■ Exercise ■
Gather every line in the entries below that contains the string "positive". Matches must have the same capitalization.

(Stored data entries)
BEGIN
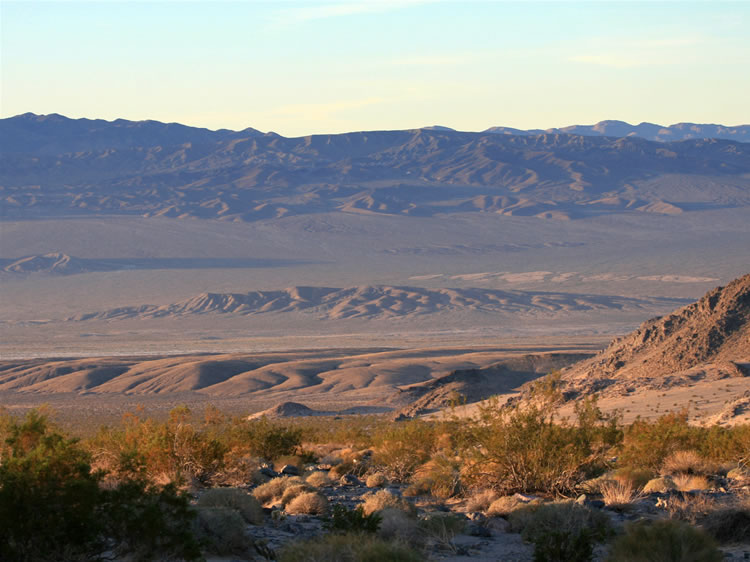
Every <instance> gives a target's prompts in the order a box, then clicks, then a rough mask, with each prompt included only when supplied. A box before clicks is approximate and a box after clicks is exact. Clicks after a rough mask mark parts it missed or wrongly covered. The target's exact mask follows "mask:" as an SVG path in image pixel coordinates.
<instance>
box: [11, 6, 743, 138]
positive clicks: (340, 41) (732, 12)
mask: <svg viewBox="0 0 750 562" xmlns="http://www.w3.org/2000/svg"><path fill="white" fill-rule="evenodd" d="M0 11H1V14H0V15H1V17H2V40H1V44H2V74H1V78H2V91H1V94H2V98H1V99H0V113H1V114H2V116H3V117H8V116H11V115H16V114H18V113H24V112H26V111H32V112H34V113H61V114H64V115H67V116H70V117H90V118H104V119H115V118H118V117H122V118H126V119H134V120H139V119H157V120H160V121H178V122H181V123H186V124H189V125H195V126H203V127H209V128H221V127H225V128H231V129H242V128H245V127H254V128H257V129H260V130H262V131H269V130H273V131H276V132H278V133H280V134H283V135H286V136H297V135H304V134H310V133H334V132H344V131H354V130H373V129H406V128H414V127H420V126H425V125H433V124H440V125H446V126H450V127H454V128H456V129H460V130H466V131H478V130H483V129H486V128H487V127H490V126H496V125H505V126H510V127H518V128H548V127H559V126H565V125H571V124H591V123H595V122H597V121H600V120H602V119H621V120H624V121H629V122H633V123H639V122H641V121H651V122H656V123H661V124H671V123H676V122H682V121H692V122H701V123H704V122H710V123H723V124H729V125H737V124H743V123H750V102H748V100H750V31H748V30H750V2H746V1H742V2H730V3H721V2H699V3H689V2H667V3H661V2H547V3H541V2H523V3H520V2H519V3H515V2H488V1H485V2H467V1H465V2H441V1H437V2H428V1H421V2H420V1H405V0H404V1H392V2H388V1H374V2H355V1H352V2H280V1H277V2H249V1H235V2H226V3H225V2H174V1H170V2H125V3H119V2H108V1H100V2H47V3H41V2H31V1H28V2H27V1H22V2H9V1H6V0H4V1H2V3H0Z"/></svg>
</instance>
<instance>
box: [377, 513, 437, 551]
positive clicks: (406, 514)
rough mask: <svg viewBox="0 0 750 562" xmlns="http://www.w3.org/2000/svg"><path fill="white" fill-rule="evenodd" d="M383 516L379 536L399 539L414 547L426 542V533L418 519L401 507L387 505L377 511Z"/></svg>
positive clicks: (380, 516)
mask: <svg viewBox="0 0 750 562" xmlns="http://www.w3.org/2000/svg"><path fill="white" fill-rule="evenodd" d="M373 515H377V516H378V517H380V518H381V522H380V528H379V529H378V536H379V537H380V538H381V539H385V540H389V541H398V542H401V543H404V544H408V545H411V546H414V547H421V546H423V544H424V533H423V532H422V530H421V529H420V527H419V524H418V522H417V520H416V519H415V518H414V517H412V516H411V515H409V514H407V513H406V512H405V511H403V510H401V509H396V508H394V507H387V508H385V509H383V510H382V511H378V512H375V513H374V514H373Z"/></svg>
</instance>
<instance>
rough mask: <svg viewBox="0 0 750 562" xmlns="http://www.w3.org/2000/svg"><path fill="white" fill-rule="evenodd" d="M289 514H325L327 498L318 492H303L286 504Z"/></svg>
mask: <svg viewBox="0 0 750 562" xmlns="http://www.w3.org/2000/svg"><path fill="white" fill-rule="evenodd" d="M286 512H287V513H288V514H290V515H303V514H304V515H327V514H328V499H327V498H326V497H325V496H324V495H323V494H321V493H320V492H304V493H302V494H300V495H298V496H296V497H295V498H294V499H292V501H290V502H289V503H288V504H287V506H286Z"/></svg>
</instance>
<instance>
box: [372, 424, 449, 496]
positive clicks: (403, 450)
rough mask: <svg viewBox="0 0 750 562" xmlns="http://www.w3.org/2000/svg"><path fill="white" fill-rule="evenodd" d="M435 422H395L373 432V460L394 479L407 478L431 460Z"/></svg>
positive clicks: (399, 479)
mask: <svg viewBox="0 0 750 562" xmlns="http://www.w3.org/2000/svg"><path fill="white" fill-rule="evenodd" d="M435 437H436V431H435V427H434V425H433V424H430V423H428V422H423V421H421V420H410V421H406V422H399V423H394V424H392V425H391V426H390V427H388V428H387V429H385V430H383V431H380V432H379V433H378V434H377V435H375V436H374V438H373V441H374V446H375V454H374V455H373V459H372V462H373V464H374V465H375V466H377V467H379V468H380V470H381V471H382V472H384V473H386V474H387V475H388V476H389V477H390V478H391V479H392V480H395V481H397V482H404V481H406V480H408V479H409V477H410V476H411V475H412V474H413V473H414V471H415V470H416V468H417V467H418V466H420V465H423V464H424V463H426V462H427V461H429V460H430V457H431V456H432V452H433V447H434V443H435Z"/></svg>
END
■ Reply ■
positive clicks: (340, 41) (732, 12)
positive clicks: (406, 514)
positive clicks: (380, 516)
positive clicks: (403, 450)
positive clicks: (399, 479)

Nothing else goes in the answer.